··· BRANO DI RIFERIMENTO ···

Sulla ideologia. È stato, ed è tutt’oggi, molto in voga classificare Gramsci come pensatore, come filosofo. E in particolare associarlo al filone idealista italiano, che vede in Benedetto Croce il suo massimo esponente. È vero che Gramsci non può che partire dalla lettura del massimo e più influente filosofo italiano vivente all’epoca, ma qual è il suo rapporto con lui? Questo rapporto è stato paragonato a quello che Marx ha avuto con Hegel, ossia – si dice – del più fedele discepolo che ha continuato la sua opera. Ora ciò si afferma in barba a tutti gli scritti che Marx e Engels, dal loro lato, e Gramsci, dal suo, hanno prodotto. Ma forse non c’è peggior sordo di chi non vuol sentire.
Come tutti i lettori di Marx ed Engels sanno, il materialismo dialettico è il ribaltamento della dialettica idealista, è la restituzione del meccanismo dialettico dal mondo delle idee a quello della materia, ma soprattutto è un ribaltamento che riporta il pensiero, la filosofia, dalla sterile speculazione alla prassi, all’azione: è benzina per l’azione politica del proletariato. Marx ed Engels non sono filosofi, sono dirigenti politici della classe operaia, non lo sono per loro espressa dichiarazione, ma soprattutto per la loro storia politica. Lo stesso va detto con forza di Gramsci, con le sue stesse parole: «Si potrebbe scrivere un nuovo Anti-Dühring che potrebbe essere un “Anti-Croce” da questo punto di vista, riassumendo non solo la polemica contro la filosofia speculativa, ma anche quella contro il positivismo e il meccanicismo e le forme deteriori della filosofia della prassi.» (Quaderno 8). Non bastano le ripetute affermazioni del Gramsci del carcere, in cui esplicitamente dice che la sua filosofia della prassi è il materialismo dialettico, quello fondato da Marx e che vedeva allora in Stalin il più fedele interprete? Non bastano le pagine di vere lezioni di materialismo storico che Gramsci ci impartisce sul Risorgimento italiano e la sua impareggiabile analisi di classe, sul rapporti tra intellettuali e classi, sul fordismo e le origini e le ricadute che esso ha sulla base materiale americana e sulla sua sovrastruttura? Purtroppo, una volta che si è andata affermando questa falsità, molti filosofi e politici italiani e non, che – invece di partire dalla lettura critica di Gramsci – si sono adagiati su questa lettura fatta da altri, hanno finito per regalare Gramsci all’idealismo, anziché difenderlo come grande dirigente del movimento comunista internazionale che ha nel materialismo storico e dialettico il suo strumento di lotta più affilato.

··· VOCI REGISTRATE ···

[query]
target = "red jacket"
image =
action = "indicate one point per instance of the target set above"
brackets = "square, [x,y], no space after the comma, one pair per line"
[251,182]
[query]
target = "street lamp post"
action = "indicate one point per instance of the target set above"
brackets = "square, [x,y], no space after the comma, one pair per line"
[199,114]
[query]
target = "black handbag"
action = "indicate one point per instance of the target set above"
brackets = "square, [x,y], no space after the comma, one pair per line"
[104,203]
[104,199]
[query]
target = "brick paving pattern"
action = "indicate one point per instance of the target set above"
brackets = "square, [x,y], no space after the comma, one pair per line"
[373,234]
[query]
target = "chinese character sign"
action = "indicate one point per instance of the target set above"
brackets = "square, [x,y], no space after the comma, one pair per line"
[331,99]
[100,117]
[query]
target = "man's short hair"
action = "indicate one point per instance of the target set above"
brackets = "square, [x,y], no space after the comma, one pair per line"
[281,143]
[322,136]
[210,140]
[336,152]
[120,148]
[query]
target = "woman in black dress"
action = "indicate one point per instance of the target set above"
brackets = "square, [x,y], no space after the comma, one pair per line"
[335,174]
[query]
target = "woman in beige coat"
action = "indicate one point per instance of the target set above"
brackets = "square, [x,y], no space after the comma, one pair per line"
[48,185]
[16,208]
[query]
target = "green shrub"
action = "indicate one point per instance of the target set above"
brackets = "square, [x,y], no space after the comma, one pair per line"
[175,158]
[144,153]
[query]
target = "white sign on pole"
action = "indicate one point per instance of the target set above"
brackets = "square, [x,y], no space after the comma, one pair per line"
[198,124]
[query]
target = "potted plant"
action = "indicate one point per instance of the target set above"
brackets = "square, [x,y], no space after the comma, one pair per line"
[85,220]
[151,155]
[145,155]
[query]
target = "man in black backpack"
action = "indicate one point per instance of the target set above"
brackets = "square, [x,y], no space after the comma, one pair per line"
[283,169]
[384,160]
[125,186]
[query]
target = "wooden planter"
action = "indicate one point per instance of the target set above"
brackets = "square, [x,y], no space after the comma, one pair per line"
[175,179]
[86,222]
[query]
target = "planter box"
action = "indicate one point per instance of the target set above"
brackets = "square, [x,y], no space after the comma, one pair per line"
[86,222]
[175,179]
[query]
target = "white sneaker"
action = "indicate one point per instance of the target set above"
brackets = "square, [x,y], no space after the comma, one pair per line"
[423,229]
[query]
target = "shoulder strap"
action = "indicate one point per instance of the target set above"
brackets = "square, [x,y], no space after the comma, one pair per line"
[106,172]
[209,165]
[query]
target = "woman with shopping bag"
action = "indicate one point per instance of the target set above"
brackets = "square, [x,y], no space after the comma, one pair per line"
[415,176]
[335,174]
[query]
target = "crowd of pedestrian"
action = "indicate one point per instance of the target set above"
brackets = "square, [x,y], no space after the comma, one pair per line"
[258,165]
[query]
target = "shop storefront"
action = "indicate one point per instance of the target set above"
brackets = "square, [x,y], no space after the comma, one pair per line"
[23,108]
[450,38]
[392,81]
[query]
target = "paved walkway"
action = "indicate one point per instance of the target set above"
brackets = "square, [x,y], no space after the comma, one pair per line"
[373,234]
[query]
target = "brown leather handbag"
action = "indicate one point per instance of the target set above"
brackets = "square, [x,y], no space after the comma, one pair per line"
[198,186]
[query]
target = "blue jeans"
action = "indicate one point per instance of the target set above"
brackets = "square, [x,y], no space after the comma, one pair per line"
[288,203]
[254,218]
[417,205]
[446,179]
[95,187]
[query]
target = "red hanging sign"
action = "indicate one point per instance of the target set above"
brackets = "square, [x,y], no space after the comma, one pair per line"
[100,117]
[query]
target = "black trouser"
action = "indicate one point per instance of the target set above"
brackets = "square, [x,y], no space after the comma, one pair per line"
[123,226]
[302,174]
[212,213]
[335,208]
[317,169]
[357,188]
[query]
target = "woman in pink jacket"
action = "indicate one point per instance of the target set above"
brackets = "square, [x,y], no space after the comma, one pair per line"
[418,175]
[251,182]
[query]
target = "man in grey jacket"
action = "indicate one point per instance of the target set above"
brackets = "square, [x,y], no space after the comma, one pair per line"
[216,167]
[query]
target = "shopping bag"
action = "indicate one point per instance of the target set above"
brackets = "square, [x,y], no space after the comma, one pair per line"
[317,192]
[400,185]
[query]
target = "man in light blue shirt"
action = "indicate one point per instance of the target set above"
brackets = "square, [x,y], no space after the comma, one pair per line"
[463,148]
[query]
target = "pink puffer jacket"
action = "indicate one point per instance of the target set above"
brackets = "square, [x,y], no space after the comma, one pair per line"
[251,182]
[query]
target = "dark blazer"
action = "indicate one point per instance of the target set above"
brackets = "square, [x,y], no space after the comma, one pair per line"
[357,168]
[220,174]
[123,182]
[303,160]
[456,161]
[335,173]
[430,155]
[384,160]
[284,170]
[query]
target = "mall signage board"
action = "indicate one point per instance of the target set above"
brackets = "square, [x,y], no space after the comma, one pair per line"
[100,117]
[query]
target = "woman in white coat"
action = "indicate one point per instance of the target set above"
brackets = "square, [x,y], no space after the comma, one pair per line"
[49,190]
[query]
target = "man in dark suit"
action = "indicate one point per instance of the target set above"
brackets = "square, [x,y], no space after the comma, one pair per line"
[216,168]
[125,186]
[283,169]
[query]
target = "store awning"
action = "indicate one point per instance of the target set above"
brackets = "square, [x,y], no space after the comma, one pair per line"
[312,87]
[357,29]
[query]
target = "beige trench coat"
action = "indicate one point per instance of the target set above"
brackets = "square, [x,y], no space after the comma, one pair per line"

···

**COSA FARE:**
Nel brano su Gramsci, a quale rapporto è stato paragonato quello tra Gramsci e Croce?

**RISPOSTA:**
Al rapporto che Marx ha avuto con Hegel.